▸ **Instructions for the task**
Emit a verbatim copy of the lines running from the line with "Q: Point out each instance of the red plaid" through the end of the material below.

-- START Materials provided --

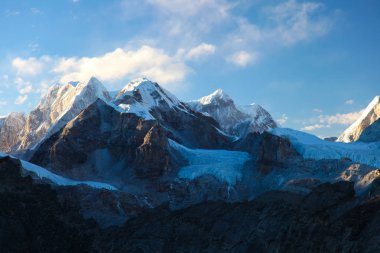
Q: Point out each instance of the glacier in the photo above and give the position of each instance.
(312, 147)
(225, 165)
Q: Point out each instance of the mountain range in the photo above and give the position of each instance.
(140, 153)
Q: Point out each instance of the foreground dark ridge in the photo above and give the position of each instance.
(329, 219)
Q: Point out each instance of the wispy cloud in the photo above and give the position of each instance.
(283, 119)
(243, 58)
(201, 51)
(340, 118)
(30, 66)
(21, 99)
(349, 102)
(314, 127)
(146, 61)
(327, 121)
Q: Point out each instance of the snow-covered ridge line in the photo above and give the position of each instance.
(225, 165)
(59, 180)
(370, 114)
(311, 147)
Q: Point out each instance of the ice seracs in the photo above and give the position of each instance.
(369, 116)
(233, 119)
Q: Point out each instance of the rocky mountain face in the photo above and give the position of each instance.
(40, 218)
(60, 105)
(369, 116)
(234, 120)
(149, 164)
(10, 128)
(329, 219)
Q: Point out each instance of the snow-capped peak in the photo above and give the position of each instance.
(233, 119)
(146, 93)
(61, 104)
(368, 116)
(214, 98)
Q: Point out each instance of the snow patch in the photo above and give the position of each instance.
(59, 180)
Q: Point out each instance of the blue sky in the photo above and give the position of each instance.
(312, 64)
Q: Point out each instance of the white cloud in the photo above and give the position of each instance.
(349, 102)
(201, 51)
(242, 58)
(35, 11)
(185, 8)
(294, 22)
(283, 119)
(314, 127)
(21, 99)
(340, 119)
(23, 87)
(146, 61)
(31, 66)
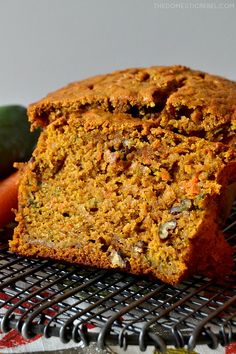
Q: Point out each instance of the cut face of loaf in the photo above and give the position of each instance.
(112, 191)
(176, 98)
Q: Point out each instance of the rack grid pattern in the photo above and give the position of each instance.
(88, 305)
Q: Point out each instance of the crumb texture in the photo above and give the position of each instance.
(117, 191)
(186, 101)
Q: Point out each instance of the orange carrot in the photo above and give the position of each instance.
(8, 198)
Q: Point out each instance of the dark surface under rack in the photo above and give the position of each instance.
(84, 304)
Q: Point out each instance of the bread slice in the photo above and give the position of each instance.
(189, 102)
(112, 191)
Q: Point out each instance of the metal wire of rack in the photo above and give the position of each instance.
(107, 307)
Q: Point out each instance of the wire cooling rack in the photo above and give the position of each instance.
(88, 305)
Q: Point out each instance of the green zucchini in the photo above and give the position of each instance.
(16, 141)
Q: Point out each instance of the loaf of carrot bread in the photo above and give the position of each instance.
(114, 191)
(176, 98)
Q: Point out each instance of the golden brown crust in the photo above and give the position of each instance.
(113, 191)
(175, 97)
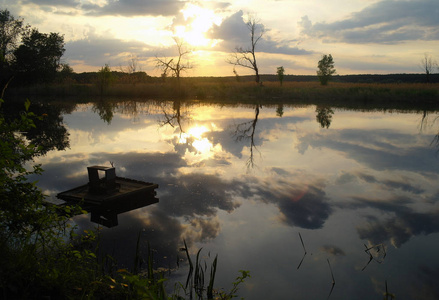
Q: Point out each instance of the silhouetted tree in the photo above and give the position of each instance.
(178, 64)
(326, 69)
(246, 57)
(427, 65)
(38, 57)
(280, 110)
(324, 116)
(104, 78)
(280, 74)
(11, 30)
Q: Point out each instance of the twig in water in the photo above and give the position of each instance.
(371, 257)
(304, 250)
(333, 280)
(387, 294)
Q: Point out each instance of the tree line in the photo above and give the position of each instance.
(30, 57)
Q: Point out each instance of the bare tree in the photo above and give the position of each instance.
(247, 57)
(428, 64)
(175, 65)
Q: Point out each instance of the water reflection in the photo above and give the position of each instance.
(246, 132)
(324, 116)
(371, 179)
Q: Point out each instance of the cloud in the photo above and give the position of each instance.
(96, 50)
(301, 205)
(403, 223)
(65, 3)
(378, 150)
(234, 33)
(130, 8)
(392, 184)
(384, 22)
(400, 228)
(333, 250)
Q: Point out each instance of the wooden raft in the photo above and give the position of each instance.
(110, 188)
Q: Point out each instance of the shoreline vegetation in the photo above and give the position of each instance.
(336, 94)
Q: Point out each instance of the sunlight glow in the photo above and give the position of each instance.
(200, 143)
(201, 20)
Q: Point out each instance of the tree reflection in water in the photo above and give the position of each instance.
(324, 116)
(246, 131)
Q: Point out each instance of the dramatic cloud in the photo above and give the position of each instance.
(400, 228)
(130, 8)
(378, 150)
(403, 223)
(333, 250)
(65, 3)
(302, 205)
(234, 32)
(385, 22)
(95, 50)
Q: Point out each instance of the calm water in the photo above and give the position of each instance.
(247, 183)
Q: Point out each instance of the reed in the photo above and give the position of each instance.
(226, 91)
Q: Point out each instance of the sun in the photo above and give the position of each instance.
(199, 20)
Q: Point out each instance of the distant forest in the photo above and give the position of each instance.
(142, 77)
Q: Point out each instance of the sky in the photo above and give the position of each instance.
(363, 36)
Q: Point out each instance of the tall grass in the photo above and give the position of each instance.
(226, 91)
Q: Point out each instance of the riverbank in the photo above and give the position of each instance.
(423, 96)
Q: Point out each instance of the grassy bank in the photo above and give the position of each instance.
(226, 90)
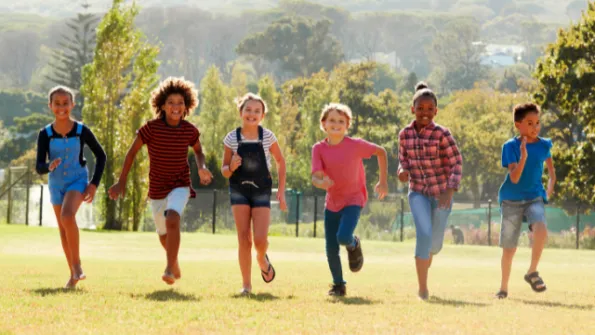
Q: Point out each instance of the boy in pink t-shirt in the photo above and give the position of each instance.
(337, 167)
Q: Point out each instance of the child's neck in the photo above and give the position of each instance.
(335, 139)
(172, 123)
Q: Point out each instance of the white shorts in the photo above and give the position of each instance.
(176, 200)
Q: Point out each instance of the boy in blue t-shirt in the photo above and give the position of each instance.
(522, 195)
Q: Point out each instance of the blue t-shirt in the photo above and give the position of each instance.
(530, 185)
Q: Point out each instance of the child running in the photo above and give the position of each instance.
(522, 195)
(430, 160)
(337, 167)
(62, 143)
(247, 164)
(168, 137)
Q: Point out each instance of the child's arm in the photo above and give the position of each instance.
(281, 169)
(100, 159)
(451, 157)
(119, 188)
(403, 170)
(516, 169)
(552, 174)
(205, 175)
(382, 186)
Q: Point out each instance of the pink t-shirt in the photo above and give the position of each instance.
(343, 164)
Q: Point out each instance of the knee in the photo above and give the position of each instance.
(244, 240)
(172, 220)
(261, 243)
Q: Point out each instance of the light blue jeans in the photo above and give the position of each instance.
(430, 224)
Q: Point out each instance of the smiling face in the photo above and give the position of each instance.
(61, 105)
(336, 123)
(252, 113)
(174, 108)
(425, 110)
(529, 126)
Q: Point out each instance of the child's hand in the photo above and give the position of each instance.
(281, 199)
(205, 176)
(236, 161)
(89, 193)
(117, 190)
(381, 189)
(524, 148)
(445, 200)
(54, 164)
(403, 176)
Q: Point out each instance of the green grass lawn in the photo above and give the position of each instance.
(124, 294)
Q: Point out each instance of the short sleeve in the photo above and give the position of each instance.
(195, 136)
(317, 159)
(145, 133)
(509, 155)
(364, 148)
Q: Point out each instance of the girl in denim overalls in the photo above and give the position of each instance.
(62, 144)
(246, 163)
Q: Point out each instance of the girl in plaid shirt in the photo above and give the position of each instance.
(431, 162)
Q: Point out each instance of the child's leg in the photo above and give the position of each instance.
(348, 222)
(242, 217)
(261, 220)
(331, 227)
(421, 209)
(71, 204)
(512, 219)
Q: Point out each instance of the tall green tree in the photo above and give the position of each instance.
(566, 76)
(116, 86)
(75, 51)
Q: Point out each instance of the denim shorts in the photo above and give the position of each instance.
(513, 215)
(251, 195)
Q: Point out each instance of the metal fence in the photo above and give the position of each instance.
(22, 202)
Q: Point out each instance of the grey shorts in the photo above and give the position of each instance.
(513, 215)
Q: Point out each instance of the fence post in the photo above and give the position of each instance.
(402, 216)
(490, 222)
(297, 214)
(315, 213)
(41, 205)
(214, 222)
(9, 195)
(28, 194)
(578, 224)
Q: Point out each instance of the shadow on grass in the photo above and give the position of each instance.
(170, 295)
(555, 304)
(354, 301)
(454, 303)
(257, 296)
(55, 291)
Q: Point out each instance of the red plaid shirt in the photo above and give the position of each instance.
(432, 159)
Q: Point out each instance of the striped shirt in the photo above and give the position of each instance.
(168, 155)
(432, 159)
(268, 139)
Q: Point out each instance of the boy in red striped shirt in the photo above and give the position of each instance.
(168, 137)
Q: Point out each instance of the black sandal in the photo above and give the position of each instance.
(501, 295)
(268, 271)
(535, 281)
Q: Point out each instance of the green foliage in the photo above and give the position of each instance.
(116, 86)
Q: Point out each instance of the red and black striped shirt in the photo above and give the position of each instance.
(168, 155)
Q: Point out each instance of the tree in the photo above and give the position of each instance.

-- END Materials provided --

▸ **Worked solution**
Q: Point out each instance of the red plaid shirt in the photo above and give the position of each instance.
(432, 159)
Q: Point out each instance of the striped shirt in the photo above and give the position of each instance.
(168, 155)
(432, 159)
(268, 139)
Q: Point out each instance of the boy in red striped shirt in the photo above and give the position of each instance.
(168, 137)
Q: Point out each instance of the black sandal in the photo above and give the position of each instance.
(501, 295)
(268, 271)
(535, 281)
Q: Point out each instance of the green foliage in the photo above and give the position of each instance.
(116, 86)
Q: Point out each instance of the red and black striped shirt in the photo above and give the position of each instance.
(168, 155)
Q: Point out each instance of the tree in the photo above and give the position of each instance.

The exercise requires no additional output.